TASK GOAL
Copy out every entry below with "one dot apiece" swapped for "one point each" each time it appears, and change nothing else.
— START —
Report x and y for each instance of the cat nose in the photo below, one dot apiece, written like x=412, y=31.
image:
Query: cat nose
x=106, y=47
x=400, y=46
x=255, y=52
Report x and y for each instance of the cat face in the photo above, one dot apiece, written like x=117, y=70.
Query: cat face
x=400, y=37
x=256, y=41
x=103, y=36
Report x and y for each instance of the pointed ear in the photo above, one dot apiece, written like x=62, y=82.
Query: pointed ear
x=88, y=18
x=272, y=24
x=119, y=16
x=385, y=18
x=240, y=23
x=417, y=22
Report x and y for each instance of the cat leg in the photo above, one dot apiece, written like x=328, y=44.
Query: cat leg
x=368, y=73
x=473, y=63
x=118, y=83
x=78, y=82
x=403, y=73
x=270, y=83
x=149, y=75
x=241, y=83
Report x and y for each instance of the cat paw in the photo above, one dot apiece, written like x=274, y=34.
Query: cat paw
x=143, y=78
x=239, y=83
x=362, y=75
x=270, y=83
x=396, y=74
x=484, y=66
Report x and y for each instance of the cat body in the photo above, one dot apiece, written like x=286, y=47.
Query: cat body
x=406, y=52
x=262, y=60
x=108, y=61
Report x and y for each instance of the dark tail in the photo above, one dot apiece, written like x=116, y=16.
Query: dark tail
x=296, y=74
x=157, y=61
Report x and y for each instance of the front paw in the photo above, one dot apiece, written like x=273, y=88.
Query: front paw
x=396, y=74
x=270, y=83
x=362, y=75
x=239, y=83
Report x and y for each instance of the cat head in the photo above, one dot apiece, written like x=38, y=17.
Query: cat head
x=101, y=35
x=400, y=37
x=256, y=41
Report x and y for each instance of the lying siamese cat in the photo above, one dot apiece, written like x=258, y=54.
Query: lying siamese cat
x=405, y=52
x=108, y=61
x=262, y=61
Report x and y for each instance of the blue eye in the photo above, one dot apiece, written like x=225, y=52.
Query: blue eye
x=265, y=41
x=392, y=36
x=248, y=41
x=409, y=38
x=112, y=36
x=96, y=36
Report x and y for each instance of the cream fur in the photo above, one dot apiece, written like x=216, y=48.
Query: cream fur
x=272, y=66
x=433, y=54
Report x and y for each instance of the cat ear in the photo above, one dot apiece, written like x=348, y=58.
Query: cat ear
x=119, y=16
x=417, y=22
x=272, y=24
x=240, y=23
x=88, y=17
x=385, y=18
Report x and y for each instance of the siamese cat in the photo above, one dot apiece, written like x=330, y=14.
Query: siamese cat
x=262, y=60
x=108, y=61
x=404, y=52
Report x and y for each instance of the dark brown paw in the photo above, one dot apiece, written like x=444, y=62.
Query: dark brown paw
— END —
SOLUTION TO THIS PROBLEM
Report x and y for each instance of the cat nose in the photo below, one point each, written like x=412, y=31.
image:
Query: cat nose
x=106, y=47
x=400, y=46
x=255, y=52
Report x and y for each instance of the cat face in the photo above, one point each, written like x=117, y=70.
Query: cat face
x=400, y=37
x=256, y=41
x=103, y=36
Report x and y for each instance of the pointed ear in the photo above, one point each, written like x=62, y=82.
Query: pointed ear
x=88, y=18
x=272, y=24
x=119, y=16
x=385, y=18
x=240, y=23
x=417, y=22
Report x and y for each instance of the cat leg in the photo above, one point each, written like x=328, y=44.
Query: cat leg
x=368, y=73
x=473, y=63
x=118, y=83
x=78, y=82
x=403, y=73
x=270, y=83
x=149, y=75
x=241, y=83
Report x and y for each instance of the cat paw in the photo above, one point each, written like x=274, y=34.
Query: cat paw
x=143, y=78
x=239, y=83
x=362, y=75
x=270, y=83
x=396, y=74
x=484, y=66
Report x and y for each instance of the cat body in the photo above, one point each, written like x=286, y=47.
Query: cat body
x=406, y=52
x=262, y=60
x=108, y=61
Report x and y for each instance of the dark tail in the photo above, one point each, written like x=116, y=16.
Query: dark tail
x=296, y=74
x=157, y=61
Report x and y for each instance of the front paw in the photo above, one point each, written like x=273, y=88.
Query: front paw
x=396, y=74
x=270, y=83
x=362, y=75
x=239, y=83
Report x and y for each instance of the cat head in the photo above, one point each, written like x=38, y=17.
Query: cat head
x=101, y=35
x=400, y=37
x=256, y=41
Report x and y for each instance of the lying siamese cat in the photo above, one point each, written like x=258, y=54.
Query: lying siamese cat
x=405, y=52
x=108, y=61
x=262, y=61
Report x and y for each instance of the blue eye in the photo above, one point each, written like x=225, y=52.
Query: blue eye
x=265, y=41
x=392, y=36
x=248, y=41
x=409, y=38
x=112, y=36
x=96, y=36
Report x and y for each instance of the cream fur in the photo above, one point each, written like x=216, y=48.
Query: cream fur
x=272, y=66
x=433, y=54
Report x and y for each instance of the cat ear in the photo above, one point each, written like x=348, y=58.
Query: cat ear
x=119, y=16
x=417, y=22
x=272, y=24
x=240, y=23
x=88, y=17
x=385, y=18
Report x and y for each instance of the siamese cat in the photo above, one point each, written like x=330, y=14.
Query: siamese cat
x=262, y=60
x=108, y=61
x=404, y=52
Report x and y for each instance of the dark brown paw in the photo above, one point each, written like x=444, y=62.
Query: dark brown paw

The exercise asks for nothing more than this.